Texte de lecture>
Environnement Carbone, diesel, etc.

Objectif général du Premier ministre : «Arriver à la neutralité carbone d'ici 2050.» Dans l'immédiat, le gouvernement n'attribuera plus d'autorisation de recherche de gaz de schiste. Ensuite, il alignera les prix du diesel et de l'essence d'ici la fin de la mandature. Sur les transports, alors que la France vient d'inaugurer sa dernière ligne à grande vitesse, Edouard Philippe annonce que c'est fini. «Le temps des grandes infrastructures de transport doit céder la place à des politiques tournées vers les nouveaux modes de mobilité» que les nouvelles technologies rendent possibles.

Santé Vaccins, tabac et soins dentaires

Le prix du paquet de cigarettes porté à 10 euros, soit une hausse de près de 40 %. L'ensemble des vaccins pour la petite enfance, bientôt obligatoires. Un reste à charge réduit à zéro pour les lunettes, les appareils auditifs et surtout les dents. Le Premier ministre s'est engagé fermement sur des questions de santé publique, ce qui est assez rare. Cela marque, la volonté d'une politique de santé publique plus directive. «Le tabac en France entraîne plus de 80 000 décès. C'est la première cause de mortalité évitable et la consommation quotidienne de tabac augmente chez les adolescents. Ne rien faire est exclu», a-t-il expliqué, mais sans donner de date pour cette mesure.

Données de pointage ancrées dans l'image
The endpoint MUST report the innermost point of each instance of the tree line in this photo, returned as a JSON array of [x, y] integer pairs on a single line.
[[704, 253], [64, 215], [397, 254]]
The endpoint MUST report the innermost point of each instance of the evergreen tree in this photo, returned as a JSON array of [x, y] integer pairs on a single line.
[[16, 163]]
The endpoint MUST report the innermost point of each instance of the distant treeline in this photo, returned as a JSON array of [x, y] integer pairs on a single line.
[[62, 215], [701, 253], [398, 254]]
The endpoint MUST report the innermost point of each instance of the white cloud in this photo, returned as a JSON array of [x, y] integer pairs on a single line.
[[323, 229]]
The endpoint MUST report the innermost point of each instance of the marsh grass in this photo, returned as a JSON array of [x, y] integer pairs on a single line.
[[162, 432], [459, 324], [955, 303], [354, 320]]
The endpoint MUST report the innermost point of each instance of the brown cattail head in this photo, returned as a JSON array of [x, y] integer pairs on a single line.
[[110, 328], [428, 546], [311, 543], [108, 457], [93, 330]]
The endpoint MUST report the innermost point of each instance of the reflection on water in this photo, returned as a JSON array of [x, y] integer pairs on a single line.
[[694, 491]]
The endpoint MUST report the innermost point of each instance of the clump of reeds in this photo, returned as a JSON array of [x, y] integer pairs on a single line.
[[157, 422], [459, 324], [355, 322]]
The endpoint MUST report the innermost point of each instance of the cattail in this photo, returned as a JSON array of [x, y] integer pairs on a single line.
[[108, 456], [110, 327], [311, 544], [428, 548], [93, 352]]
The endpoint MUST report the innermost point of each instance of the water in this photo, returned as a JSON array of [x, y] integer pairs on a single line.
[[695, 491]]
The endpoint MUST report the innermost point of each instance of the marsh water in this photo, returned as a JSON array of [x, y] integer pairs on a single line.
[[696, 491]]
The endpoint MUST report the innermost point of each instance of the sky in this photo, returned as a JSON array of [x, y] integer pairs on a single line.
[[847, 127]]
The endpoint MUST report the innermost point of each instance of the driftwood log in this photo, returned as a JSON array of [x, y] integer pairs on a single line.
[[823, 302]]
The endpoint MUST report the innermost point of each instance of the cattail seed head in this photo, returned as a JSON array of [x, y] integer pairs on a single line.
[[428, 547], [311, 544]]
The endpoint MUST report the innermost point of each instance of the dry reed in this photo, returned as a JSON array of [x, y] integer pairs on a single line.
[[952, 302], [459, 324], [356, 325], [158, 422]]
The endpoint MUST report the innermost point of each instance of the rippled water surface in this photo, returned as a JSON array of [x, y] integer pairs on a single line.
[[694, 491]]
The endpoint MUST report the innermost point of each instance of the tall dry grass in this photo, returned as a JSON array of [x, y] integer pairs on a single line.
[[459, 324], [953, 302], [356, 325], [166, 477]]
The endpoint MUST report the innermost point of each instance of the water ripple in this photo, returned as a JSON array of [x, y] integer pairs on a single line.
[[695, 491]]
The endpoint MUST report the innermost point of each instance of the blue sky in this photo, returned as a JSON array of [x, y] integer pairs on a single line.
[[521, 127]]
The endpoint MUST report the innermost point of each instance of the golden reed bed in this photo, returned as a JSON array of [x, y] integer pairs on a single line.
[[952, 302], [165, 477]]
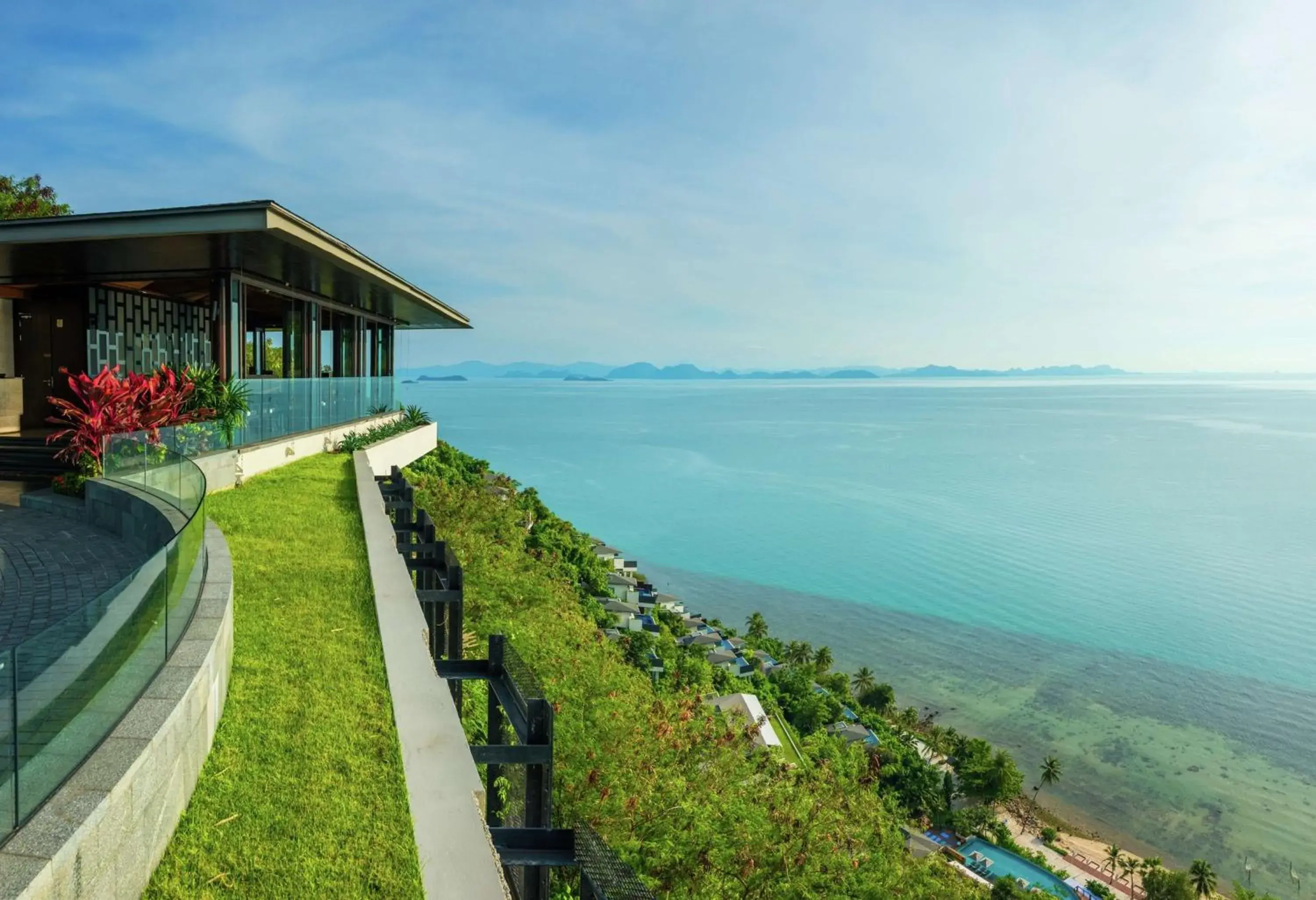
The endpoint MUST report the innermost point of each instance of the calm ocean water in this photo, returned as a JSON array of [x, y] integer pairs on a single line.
[[1120, 573]]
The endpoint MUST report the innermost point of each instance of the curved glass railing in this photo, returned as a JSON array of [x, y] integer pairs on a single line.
[[64, 690]]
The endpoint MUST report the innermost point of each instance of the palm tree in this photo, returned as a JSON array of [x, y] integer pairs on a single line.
[[862, 682], [1149, 865], [1128, 865], [799, 653], [1203, 878], [1051, 774], [1112, 860], [756, 627]]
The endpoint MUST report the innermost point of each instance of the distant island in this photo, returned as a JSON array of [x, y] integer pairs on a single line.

Tâche> Recopiez le passage du texte sur les annonces du Premier ministre allant de « Santé Vaccins, tabac » jusqu'à « pour cette mesure. » inclus, en remplaçant « lunettes » par « verres correcteurs ».

Réponse>
Santé Vaccins, tabac et soins dentaires

Le prix du paquet de cigarettes porté à 10 euros, soit une hausse de près de 40 %. L'ensemble des vaccins pour la petite enfance, bientôt obligatoires. Un reste à charge réduit à zéro pour les verres correcteurs, les appareils auditifs et surtout les dents. Le Premier ministre s'est engagé fermement sur des questions de santé publique, ce qui est assez rare. Cela marque, la volonté d'une politique de santé publique plus directive. «Le tabac en France entraîne plus de 80 000 décès. C'est la première cause de mortalité évitable et la consommation quotidienne de tabac augmente chez les adolescents. Ne rien faire est exclu», a-t-il expliqué, mais sans donner de date pour cette mesure.